> _EXERCISE DESCRIPTION_
Reproduce the records word for word, starting at the line that contains "Can you find the woman" and going through the last line of the records, with nothing before that line.

Data extracted from a collection

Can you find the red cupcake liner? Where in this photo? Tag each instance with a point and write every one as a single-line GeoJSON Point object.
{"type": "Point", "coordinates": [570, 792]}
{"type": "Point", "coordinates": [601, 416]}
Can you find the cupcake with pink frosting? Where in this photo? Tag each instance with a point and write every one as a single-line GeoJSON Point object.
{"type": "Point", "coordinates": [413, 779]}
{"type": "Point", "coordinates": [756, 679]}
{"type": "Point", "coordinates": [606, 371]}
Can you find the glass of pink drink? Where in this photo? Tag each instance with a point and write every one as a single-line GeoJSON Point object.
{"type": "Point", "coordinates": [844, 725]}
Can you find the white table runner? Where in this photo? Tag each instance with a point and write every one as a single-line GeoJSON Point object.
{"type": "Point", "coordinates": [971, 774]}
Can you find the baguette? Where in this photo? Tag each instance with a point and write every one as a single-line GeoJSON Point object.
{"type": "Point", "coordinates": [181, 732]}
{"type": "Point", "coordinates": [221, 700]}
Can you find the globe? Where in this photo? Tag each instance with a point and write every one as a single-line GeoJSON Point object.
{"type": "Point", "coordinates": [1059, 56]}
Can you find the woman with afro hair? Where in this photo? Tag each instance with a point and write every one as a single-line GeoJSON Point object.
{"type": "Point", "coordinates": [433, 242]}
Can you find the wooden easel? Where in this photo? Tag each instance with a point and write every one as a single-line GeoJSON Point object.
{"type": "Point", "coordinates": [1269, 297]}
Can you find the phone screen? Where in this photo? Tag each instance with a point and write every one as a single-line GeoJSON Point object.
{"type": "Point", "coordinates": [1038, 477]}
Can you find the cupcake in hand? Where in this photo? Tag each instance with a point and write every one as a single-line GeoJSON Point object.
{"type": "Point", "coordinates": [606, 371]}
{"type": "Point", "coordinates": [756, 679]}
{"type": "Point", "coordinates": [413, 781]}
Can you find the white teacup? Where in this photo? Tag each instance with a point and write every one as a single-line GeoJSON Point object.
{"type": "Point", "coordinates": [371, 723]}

> _FINISHED EXERCISE_
Can you find the woman with afro hair? Where in this photo? Tag each instance with a point and write every one as a single-line GeoJSON Point object.
{"type": "Point", "coordinates": [433, 242]}
Can you find the wooden easel? Where in this photo? Tag each instance with a point and write every one as a single-line GeoJSON Point object.
{"type": "Point", "coordinates": [1269, 297]}
Can you find the phone screen? Where in this photo? Tag each instance with a point and write every one as a single-line GeoJSON Point object.
{"type": "Point", "coordinates": [1038, 477]}
Can you find the cupcake in hand? Where in this photo? Tag each instance with a point and write every one as a single-line GeoJSON Point object.
{"type": "Point", "coordinates": [606, 371]}
{"type": "Point", "coordinates": [756, 679]}
{"type": "Point", "coordinates": [413, 781]}
Can you find the white teacup? Where in this photo? Tag each instance with a point and write every one as a single-line GeoJSON Point object.
{"type": "Point", "coordinates": [371, 723]}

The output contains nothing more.